### About this task
Report every line of the records below that contains the word "rough".

### Data records

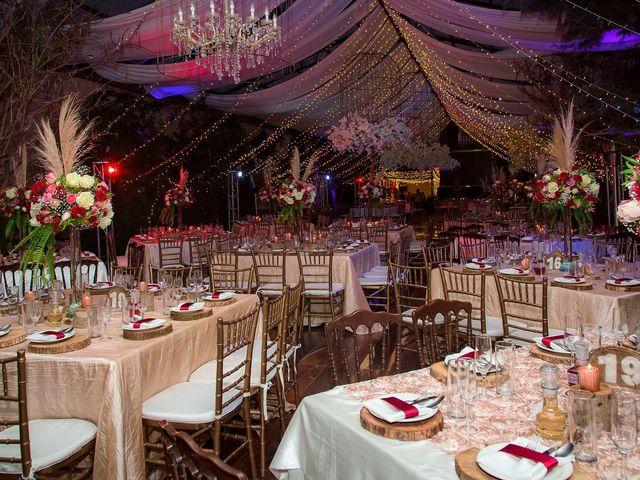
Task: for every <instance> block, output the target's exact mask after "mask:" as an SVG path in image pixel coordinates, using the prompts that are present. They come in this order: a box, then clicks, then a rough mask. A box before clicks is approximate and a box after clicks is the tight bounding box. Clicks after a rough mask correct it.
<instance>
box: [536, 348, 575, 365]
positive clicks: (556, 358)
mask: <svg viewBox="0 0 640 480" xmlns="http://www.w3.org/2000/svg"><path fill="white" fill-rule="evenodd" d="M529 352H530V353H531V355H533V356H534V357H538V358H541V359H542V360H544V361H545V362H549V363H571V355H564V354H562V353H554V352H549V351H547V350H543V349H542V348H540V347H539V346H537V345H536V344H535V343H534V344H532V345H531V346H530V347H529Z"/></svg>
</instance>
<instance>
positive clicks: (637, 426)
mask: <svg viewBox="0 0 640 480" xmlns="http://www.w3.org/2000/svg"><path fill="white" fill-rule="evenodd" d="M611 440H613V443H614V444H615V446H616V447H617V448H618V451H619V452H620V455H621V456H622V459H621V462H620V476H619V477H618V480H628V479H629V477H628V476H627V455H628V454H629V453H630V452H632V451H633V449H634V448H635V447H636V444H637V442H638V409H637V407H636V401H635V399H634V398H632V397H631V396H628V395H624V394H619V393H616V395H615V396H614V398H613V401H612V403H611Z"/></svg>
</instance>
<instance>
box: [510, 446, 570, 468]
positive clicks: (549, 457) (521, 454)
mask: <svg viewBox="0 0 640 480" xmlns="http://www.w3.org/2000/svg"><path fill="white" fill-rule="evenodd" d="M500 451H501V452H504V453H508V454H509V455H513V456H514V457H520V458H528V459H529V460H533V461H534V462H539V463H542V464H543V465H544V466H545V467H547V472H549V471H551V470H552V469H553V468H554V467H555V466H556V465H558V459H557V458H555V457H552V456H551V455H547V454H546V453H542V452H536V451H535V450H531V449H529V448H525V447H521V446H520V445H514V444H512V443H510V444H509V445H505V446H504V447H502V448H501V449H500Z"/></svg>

* * *

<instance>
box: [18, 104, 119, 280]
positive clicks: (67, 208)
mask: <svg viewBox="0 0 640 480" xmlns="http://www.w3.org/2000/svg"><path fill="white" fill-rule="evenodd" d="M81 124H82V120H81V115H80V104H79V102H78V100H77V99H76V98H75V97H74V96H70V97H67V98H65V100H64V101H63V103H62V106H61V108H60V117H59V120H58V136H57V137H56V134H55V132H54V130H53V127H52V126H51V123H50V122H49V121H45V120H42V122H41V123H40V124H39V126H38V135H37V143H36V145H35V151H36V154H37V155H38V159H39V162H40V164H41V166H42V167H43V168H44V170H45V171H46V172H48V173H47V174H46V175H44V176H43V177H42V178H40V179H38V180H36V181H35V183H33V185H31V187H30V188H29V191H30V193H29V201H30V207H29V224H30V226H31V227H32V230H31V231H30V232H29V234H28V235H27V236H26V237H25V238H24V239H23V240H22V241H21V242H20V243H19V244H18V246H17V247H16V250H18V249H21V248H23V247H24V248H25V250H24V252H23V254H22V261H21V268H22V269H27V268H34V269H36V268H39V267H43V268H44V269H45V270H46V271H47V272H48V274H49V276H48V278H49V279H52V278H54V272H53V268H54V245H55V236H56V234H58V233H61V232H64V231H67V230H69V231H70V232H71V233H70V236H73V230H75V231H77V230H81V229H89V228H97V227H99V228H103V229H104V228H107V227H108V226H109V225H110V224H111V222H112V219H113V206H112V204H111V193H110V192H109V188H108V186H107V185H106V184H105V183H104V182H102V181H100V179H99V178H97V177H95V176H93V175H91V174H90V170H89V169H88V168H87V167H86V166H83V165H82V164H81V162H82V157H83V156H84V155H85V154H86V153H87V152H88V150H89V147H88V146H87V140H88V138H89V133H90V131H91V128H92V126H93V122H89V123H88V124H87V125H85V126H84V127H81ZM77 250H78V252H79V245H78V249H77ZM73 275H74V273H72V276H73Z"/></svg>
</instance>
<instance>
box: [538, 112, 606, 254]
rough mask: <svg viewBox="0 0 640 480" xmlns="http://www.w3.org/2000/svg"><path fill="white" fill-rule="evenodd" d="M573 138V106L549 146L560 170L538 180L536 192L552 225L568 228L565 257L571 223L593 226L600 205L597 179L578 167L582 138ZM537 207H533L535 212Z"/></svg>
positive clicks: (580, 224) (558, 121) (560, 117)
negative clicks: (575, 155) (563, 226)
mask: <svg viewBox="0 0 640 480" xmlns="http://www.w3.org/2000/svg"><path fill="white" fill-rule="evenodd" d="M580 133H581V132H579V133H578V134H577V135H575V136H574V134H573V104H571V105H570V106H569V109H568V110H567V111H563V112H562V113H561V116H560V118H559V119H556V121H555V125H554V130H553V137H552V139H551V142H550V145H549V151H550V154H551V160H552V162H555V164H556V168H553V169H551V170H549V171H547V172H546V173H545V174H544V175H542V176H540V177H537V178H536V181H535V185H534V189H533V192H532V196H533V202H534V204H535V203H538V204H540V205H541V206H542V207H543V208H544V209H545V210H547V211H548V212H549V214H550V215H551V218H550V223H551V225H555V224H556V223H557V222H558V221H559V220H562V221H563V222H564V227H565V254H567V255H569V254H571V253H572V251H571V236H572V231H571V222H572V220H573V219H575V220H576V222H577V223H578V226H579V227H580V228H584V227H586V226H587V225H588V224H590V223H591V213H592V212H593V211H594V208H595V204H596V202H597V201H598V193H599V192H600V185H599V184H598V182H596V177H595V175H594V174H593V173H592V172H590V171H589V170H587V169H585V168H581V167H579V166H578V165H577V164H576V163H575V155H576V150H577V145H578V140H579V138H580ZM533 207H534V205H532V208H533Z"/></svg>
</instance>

### Your response
Task: for every <instance> block, output the target's exact mask after "mask:" as an SVG path in image pixel coordinates, using the prompts that are present. They come in this order: a box, then clicks, then a rough mask. A box before clicks is approximate and a box after clicks is the tight bounding box. Clicks after a rough mask correct it.
rough mask: <svg viewBox="0 0 640 480" xmlns="http://www.w3.org/2000/svg"><path fill="white" fill-rule="evenodd" d="M573 138V106L549 146L560 170L538 180L536 192L552 225L568 228L565 257L571 223L593 226L600 205L597 179L578 167L582 138ZM537 207H533L535 212Z"/></svg>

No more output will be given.